## Task details:
Please reproduce the tour interview below word for word, between "Five; we did" and "into a fight.", inclusive.
===== Document passage
So, you’re 3 days into the tour?

Five; we did 2 days before we met up with The Ocean. We did a date in Lansing, Michigan. Gas is so ridiculously expensive, we cannot afford to take a day off and just drive.

So how’s it going so far with the 2 days and then the 3 with these shows [with The Ocean]?

Really cool, really cool. It’s a really cool package and a little bit of diversity in the bands so it’s bringing out a cross section of people and stuff. So it’s really cool. All the guys in The Ocean are awesome dudes, so that’s always nice. When you’re out with a bunch of bands and there’s not any kind of conflict or anything like that . . . yet.

[Laughter]

Until someone gets into a fight.

Right, right.

So you have a new album out? Can you talk a little bit about the writing process for the album? Do you guys write as a band or do you write everything yourself, or do you guys all write together?
==========
===== Information shown
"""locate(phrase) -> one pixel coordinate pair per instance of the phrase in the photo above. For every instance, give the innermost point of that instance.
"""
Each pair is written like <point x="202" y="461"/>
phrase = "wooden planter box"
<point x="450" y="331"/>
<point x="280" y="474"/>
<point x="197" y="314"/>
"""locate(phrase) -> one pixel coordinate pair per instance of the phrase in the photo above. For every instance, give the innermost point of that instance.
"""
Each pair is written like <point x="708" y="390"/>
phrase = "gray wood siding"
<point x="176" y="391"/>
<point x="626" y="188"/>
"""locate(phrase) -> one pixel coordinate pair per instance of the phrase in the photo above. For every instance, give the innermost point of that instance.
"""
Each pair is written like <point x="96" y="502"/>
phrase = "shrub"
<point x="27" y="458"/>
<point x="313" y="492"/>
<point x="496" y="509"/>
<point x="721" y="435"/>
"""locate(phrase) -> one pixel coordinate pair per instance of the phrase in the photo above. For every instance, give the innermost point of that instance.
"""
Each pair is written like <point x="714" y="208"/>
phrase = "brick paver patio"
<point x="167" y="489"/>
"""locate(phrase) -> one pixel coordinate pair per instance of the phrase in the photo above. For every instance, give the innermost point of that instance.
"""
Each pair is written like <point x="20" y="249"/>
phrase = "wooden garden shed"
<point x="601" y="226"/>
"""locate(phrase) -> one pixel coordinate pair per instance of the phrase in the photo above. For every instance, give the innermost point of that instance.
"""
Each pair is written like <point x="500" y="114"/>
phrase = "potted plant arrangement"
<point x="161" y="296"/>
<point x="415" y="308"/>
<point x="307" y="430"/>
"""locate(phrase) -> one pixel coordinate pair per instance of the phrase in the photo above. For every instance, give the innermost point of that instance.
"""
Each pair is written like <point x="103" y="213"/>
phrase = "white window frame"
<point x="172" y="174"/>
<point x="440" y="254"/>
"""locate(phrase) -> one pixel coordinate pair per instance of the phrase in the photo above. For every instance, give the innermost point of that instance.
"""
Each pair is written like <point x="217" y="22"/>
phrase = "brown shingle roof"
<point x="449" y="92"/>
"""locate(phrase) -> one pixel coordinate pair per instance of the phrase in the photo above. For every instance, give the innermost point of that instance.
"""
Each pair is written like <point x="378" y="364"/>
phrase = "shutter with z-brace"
==========
## Response below:
Five; we did 2 days before we met up with The Ocean. We did a date in Lansing, Michigan. Gas is so ridiculously expensive, we cannot afford to take a day off and just drive.

So how’s it going so far with the 2 days and then the 3 with these shows [with The Ocean]?

Really cool, really cool. It’s a really cool package and a little bit of diversity in the bands so it’s bringing out a cross section of people and stuff. So it’s really cool. All the guys in The Ocean are awesome dudes, so that’s always nice. When you’re out with a bunch of bands and there’s not any kind of conflict or anything like that . . . yet.

[Laughter]

Until someone gets into a fight.